**Records provided**
= = = = =
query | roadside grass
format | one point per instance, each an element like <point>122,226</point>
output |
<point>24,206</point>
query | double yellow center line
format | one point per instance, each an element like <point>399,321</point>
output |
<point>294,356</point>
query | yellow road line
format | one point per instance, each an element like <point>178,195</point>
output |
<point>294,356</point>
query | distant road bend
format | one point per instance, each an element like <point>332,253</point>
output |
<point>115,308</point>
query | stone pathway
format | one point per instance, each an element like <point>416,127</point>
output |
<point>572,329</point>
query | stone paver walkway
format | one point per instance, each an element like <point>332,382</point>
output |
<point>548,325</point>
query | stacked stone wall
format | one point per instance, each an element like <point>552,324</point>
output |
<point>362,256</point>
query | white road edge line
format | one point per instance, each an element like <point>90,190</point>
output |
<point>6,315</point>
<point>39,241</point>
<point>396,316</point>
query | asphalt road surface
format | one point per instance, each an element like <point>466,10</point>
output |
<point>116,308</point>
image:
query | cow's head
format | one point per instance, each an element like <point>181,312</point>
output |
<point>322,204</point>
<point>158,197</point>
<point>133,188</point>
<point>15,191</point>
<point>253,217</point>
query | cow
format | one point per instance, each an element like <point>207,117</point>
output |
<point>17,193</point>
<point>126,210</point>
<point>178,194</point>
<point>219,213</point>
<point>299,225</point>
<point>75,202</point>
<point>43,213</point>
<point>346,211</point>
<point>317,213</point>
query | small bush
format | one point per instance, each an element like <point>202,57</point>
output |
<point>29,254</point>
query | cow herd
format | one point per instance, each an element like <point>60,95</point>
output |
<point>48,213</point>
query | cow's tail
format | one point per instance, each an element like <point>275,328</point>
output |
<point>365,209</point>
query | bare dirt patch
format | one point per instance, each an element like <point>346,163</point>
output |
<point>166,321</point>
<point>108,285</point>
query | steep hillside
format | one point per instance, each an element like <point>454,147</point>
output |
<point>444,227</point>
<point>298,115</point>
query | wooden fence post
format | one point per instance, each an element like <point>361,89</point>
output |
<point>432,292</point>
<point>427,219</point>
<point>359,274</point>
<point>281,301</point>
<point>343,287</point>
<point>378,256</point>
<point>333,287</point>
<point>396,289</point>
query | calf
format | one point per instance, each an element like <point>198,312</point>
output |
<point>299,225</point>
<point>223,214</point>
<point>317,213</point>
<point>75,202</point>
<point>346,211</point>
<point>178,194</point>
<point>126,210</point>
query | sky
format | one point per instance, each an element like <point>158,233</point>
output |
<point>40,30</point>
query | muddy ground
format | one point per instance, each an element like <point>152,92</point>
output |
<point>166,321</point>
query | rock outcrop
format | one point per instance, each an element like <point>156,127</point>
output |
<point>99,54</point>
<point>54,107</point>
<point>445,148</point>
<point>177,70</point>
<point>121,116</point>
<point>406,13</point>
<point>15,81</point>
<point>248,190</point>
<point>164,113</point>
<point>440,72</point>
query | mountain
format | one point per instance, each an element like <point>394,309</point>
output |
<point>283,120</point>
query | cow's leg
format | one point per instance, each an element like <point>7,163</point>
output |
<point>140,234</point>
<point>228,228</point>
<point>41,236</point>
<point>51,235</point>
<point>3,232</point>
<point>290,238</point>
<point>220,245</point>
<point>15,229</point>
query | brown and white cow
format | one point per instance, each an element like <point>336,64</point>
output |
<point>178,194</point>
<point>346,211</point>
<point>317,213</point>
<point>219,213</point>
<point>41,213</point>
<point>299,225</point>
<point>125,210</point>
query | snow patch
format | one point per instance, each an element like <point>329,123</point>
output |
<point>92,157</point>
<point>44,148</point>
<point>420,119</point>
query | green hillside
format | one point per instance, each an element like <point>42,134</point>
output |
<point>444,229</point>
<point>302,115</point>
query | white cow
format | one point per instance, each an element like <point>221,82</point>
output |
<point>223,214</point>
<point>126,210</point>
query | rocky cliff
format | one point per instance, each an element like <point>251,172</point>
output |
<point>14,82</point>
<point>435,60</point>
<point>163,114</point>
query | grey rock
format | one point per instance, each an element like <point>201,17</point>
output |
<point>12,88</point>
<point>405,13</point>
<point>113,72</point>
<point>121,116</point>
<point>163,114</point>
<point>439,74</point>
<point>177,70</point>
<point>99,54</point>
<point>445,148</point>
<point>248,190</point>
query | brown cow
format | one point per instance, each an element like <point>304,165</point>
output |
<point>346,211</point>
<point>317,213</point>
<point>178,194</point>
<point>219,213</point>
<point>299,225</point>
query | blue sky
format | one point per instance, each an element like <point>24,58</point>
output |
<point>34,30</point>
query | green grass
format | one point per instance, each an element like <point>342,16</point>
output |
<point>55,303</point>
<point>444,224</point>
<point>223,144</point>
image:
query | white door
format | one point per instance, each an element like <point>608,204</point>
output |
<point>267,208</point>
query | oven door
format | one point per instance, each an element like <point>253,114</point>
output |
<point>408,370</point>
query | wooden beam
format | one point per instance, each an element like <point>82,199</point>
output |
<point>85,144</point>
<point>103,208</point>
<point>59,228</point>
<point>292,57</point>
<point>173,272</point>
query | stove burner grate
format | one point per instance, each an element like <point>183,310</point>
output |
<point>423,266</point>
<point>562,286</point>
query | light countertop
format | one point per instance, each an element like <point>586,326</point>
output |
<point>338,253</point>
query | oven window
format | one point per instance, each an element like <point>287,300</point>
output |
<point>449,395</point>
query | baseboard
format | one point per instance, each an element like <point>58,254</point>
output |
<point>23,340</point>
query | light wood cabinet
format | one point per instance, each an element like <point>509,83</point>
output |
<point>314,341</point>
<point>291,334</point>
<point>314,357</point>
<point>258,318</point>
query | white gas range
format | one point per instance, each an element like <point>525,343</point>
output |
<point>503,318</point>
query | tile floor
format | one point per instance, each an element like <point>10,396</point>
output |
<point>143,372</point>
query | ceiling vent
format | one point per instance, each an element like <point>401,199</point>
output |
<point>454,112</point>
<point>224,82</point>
= = = = =
**Task objective**
Reproduce verbatim the lines above, starting with the very first line and stopping after the line that contains "<point>24,206</point>".

**Exercise result**
query | roadside grass
format | one point per instance, each an element like <point>122,226</point>
output |
<point>24,206</point>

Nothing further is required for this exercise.